**EXERCISE GOAL**
Your answer should be the line containing "[point] every instance of the man with white" and each line after it through the end of the data below, repeated exactly.

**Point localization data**
* * * * * * * * *
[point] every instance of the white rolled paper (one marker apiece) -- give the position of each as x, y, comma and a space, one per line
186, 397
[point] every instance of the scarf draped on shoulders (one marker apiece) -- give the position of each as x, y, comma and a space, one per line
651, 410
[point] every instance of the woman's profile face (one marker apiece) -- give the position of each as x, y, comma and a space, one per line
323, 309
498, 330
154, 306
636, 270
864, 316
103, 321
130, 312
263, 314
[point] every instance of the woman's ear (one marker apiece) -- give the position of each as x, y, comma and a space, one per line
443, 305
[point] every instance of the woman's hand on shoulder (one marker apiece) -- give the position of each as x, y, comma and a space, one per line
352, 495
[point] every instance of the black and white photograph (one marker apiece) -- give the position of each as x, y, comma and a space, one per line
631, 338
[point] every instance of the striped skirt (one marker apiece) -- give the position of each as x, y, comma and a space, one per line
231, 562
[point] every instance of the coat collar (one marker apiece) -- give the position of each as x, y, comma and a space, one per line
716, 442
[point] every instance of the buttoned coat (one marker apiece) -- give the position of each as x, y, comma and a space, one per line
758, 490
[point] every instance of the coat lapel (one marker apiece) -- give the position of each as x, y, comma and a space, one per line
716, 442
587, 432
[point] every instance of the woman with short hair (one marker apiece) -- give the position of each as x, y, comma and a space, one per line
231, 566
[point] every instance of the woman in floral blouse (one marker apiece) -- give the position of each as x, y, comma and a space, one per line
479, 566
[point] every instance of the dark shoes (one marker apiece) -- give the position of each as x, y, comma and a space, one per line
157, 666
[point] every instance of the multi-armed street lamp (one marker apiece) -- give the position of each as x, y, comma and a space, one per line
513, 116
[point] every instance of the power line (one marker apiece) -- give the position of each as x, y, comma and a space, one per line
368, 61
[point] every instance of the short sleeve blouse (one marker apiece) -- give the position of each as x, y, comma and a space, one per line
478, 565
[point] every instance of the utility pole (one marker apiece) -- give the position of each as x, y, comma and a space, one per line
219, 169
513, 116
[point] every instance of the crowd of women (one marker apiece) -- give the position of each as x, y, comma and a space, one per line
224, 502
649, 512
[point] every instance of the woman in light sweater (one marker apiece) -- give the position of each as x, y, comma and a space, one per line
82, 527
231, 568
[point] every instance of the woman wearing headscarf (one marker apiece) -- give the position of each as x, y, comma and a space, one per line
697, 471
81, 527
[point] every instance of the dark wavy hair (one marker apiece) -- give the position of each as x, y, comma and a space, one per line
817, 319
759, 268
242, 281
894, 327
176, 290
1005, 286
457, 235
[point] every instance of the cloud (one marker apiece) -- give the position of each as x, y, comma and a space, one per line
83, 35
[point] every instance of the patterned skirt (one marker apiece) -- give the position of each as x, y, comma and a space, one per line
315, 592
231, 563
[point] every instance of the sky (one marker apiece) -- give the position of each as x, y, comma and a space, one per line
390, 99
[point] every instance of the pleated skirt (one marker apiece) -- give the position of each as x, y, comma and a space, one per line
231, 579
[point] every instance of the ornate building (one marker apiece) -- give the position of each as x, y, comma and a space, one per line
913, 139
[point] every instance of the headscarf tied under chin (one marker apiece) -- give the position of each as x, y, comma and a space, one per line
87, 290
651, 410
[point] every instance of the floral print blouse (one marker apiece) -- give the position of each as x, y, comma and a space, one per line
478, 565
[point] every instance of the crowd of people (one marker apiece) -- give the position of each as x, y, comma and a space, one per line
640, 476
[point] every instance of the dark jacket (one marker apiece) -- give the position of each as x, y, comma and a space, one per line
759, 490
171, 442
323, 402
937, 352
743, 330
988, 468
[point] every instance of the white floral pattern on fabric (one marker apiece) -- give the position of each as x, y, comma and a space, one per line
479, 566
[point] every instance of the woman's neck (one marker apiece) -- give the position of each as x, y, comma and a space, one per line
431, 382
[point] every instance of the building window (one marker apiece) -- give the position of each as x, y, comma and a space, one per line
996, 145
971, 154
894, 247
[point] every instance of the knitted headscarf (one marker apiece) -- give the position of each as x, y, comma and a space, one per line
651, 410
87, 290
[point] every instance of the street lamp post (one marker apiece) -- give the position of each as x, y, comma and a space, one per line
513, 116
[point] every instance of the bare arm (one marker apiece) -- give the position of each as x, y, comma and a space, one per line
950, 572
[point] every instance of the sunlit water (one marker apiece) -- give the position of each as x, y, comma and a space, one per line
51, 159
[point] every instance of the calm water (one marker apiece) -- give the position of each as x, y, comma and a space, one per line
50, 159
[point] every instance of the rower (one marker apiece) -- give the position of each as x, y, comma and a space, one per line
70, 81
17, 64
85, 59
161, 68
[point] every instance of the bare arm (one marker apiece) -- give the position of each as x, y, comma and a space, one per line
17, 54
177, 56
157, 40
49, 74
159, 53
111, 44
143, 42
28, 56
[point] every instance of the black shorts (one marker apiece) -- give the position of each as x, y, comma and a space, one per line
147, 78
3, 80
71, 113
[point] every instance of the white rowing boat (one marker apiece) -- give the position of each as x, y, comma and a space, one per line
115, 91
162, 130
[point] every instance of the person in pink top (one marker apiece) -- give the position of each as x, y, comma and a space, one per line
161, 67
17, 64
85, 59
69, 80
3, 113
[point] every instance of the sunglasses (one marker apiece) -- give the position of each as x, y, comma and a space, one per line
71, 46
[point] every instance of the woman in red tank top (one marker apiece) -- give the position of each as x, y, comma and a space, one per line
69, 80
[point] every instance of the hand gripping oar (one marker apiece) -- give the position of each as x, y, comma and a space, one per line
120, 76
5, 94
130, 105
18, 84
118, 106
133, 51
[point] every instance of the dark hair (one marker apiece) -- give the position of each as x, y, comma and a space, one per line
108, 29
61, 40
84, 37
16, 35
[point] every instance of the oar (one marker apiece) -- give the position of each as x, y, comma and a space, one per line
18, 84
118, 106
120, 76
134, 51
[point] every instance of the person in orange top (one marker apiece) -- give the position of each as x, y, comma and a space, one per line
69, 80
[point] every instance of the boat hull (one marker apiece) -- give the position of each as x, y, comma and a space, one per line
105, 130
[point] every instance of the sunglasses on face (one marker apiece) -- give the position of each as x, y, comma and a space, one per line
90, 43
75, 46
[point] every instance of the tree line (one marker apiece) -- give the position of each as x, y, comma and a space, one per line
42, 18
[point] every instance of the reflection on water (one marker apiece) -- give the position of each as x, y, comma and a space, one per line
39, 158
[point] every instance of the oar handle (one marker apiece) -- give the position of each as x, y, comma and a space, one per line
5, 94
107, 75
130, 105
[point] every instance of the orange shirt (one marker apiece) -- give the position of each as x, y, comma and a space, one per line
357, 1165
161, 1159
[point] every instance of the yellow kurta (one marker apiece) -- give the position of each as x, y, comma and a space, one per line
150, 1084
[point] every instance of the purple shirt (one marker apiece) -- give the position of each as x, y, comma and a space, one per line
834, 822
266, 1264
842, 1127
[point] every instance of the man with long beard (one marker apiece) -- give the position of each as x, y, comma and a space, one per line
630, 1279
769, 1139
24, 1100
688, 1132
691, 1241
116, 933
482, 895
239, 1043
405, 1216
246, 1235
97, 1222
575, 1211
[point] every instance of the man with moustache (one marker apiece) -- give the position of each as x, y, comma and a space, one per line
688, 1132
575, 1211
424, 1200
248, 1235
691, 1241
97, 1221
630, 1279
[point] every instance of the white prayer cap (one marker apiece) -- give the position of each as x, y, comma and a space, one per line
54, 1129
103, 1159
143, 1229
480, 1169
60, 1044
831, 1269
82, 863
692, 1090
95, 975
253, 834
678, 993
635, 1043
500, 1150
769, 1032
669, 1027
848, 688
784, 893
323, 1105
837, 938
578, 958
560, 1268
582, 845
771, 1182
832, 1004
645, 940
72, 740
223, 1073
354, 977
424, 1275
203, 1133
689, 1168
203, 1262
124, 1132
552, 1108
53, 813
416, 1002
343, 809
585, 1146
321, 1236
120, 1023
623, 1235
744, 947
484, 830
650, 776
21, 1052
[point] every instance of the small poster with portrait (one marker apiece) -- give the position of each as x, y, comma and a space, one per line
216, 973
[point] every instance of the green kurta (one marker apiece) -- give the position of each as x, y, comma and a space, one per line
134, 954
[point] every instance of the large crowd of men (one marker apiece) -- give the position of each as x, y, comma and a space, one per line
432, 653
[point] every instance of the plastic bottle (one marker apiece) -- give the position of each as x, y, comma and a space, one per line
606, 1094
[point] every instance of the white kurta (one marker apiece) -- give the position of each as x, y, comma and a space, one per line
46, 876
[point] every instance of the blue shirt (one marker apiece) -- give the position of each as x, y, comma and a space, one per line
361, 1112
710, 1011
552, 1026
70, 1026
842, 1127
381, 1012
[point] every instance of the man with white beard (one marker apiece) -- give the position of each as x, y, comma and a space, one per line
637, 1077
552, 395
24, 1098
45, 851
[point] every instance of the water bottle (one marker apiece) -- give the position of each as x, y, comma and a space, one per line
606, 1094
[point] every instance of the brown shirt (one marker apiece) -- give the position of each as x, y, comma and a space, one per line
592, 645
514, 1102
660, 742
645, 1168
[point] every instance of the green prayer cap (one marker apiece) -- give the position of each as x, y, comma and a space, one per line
* * * * * * * * *
**COMPLETED TASK**
[point] every instance of the man with white beard (one marker apiece) -- give the position of each as x, y, comma and a space, one per line
637, 1077
552, 395
24, 1098
45, 851
[point] every instance of the water bottle (one marker apiece) -- give the position of each as x, y, comma and a space, one per line
606, 1094
[point] every instance of the brown shirt (one marker apiece) -- give the position of each as x, y, comma and a space, one per line
592, 645
514, 1102
660, 742
645, 1168
[point] every instance of the green prayer cap (one marker apiece) -- give the position of each as x, y, comma and a space, one per line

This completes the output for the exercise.